→ **Passage shown**:
The FDA said the changes, which require entities to share information with others in the supply chain, will allow for faster identification and rapid removal of potentially contaminated food from the market, resulting in fewer foodborne illnesses and/or deaths.

The list of foods includes some cheeses, eggs, certain vegetables, including cucumbers and leafy greens, some fruits, including melons and tropical tree fruits, fresh-cut fruit and veggies, some fish, nut butters, and ready-to-eat deli salads, such as egg salad, potato salad, pasta salad and seafood salads.

In preparation for the new requirements, which are less than three years away, it’s essential to start evaluating current warehouse management system (WMS) capabilities now to be best prepared for the near future. Since traceability in our food supply chain is essential to providing better service to our customers and end consumers, and a detailed record-keeping system is important for all the foods we handle in our food chain, making updates now will lead to a seamless transition when the new requirements become mandatory.

Key Data Elements and Critical Tracking Events

As part of the rule, those who manufacture, process, pack or hold foods on the Food Traceability List (FTL), must maintain and provide to their supply chain partners specific information — called Key Data Elements (KDEs) — for certain Critical Tracking Events (CTEs), in the food’s supply chain.

→ **Data extract**:
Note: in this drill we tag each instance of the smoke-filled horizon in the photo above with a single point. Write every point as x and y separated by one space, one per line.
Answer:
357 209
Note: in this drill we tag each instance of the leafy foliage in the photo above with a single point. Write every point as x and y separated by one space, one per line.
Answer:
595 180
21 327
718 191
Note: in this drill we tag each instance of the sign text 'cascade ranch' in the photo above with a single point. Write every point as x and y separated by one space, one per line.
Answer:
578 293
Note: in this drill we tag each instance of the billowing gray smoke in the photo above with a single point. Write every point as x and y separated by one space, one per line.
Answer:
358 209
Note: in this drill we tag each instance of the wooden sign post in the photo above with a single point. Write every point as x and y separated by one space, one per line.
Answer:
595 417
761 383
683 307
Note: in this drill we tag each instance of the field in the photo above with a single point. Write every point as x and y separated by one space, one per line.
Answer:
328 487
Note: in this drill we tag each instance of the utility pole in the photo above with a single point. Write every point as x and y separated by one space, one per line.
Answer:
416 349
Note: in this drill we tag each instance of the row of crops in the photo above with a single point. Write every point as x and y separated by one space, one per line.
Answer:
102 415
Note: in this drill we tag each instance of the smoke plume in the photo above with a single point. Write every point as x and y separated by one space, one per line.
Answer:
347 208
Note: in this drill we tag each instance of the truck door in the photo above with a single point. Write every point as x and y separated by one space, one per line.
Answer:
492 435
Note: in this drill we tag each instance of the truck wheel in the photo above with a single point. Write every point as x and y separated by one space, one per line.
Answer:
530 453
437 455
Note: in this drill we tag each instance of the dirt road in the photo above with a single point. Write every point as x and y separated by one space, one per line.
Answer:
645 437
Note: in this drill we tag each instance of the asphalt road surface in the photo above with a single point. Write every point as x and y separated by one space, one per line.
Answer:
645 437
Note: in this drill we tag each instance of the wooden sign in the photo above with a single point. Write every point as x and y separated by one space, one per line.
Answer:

→ **Required work**:
Please copy the food traceability passage word for word, from "The FDA said" up to and including "and seafood salads.".

→ **Full output**:
The FDA said the changes, which require entities to share information with others in the supply chain, will allow for faster identification and rapid removal of potentially contaminated food from the market, resulting in fewer foodborne illnesses and/or deaths.

The list of foods includes some cheeses, eggs, certain vegetables, including cucumbers and leafy greens, some fruits, including melons and tropical tree fruits, fresh-cut fruit and veggies, some fish, nut butters, and ready-to-eat deli salads, such as egg salad, potato salad, pasta salad and seafood salads.